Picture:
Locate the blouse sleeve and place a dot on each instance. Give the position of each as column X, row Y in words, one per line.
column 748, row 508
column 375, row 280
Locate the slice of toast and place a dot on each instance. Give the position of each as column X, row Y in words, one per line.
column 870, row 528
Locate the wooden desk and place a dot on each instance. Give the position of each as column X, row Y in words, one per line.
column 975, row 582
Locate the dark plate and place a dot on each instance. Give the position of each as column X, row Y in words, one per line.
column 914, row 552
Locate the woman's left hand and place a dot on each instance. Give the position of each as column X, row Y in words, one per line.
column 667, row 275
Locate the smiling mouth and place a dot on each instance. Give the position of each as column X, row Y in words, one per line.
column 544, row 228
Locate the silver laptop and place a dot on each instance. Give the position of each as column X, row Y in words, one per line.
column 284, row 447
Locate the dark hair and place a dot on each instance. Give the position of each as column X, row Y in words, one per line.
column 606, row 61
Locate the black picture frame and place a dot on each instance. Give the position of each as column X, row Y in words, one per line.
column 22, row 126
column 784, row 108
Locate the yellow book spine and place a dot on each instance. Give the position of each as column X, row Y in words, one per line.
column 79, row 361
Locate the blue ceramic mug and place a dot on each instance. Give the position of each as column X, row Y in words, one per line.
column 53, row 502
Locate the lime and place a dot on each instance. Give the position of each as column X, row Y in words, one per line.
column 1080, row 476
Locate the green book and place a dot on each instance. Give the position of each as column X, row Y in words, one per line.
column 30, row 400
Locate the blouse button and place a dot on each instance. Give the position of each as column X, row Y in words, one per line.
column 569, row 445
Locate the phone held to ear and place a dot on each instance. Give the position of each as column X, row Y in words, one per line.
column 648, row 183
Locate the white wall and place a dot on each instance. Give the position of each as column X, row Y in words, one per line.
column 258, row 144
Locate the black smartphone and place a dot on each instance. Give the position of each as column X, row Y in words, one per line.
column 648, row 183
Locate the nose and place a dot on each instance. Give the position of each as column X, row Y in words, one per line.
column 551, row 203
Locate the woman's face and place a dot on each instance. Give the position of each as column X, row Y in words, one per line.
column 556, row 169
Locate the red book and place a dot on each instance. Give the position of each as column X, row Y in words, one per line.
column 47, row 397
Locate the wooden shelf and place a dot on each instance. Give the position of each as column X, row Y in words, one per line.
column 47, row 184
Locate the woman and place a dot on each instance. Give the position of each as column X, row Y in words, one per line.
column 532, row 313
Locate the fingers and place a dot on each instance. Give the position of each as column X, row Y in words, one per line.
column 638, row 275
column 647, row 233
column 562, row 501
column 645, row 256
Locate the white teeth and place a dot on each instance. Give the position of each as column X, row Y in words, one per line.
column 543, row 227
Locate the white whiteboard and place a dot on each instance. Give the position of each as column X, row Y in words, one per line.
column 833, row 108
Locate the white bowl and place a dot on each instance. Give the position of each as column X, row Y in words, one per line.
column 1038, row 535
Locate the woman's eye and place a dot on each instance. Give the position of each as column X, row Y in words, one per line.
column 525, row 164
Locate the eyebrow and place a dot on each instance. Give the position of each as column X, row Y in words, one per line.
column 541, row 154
· · · ·
# TASK
Copy the material word for word, starting at the line that contains "Locate the phone" and ending at the line that contains "column 551, row 203", with both of those lines included.

# OUTPUT OF THE TASK
Locate the phone held to ear and place a dot on each instance. Give the position of each as column X, row Y in words, one per line.
column 648, row 183
Locate the white wall and place a dot on each instance. Give the position of each as column X, row Y in words, one per line.
column 258, row 144
Locate the black smartphone and place a dot on each instance. Give the position of each as column X, row Y in words, one per line.
column 648, row 183
Locate the nose and place a dot on each instance. Give the position of each as column X, row Y in words, one per line.
column 551, row 203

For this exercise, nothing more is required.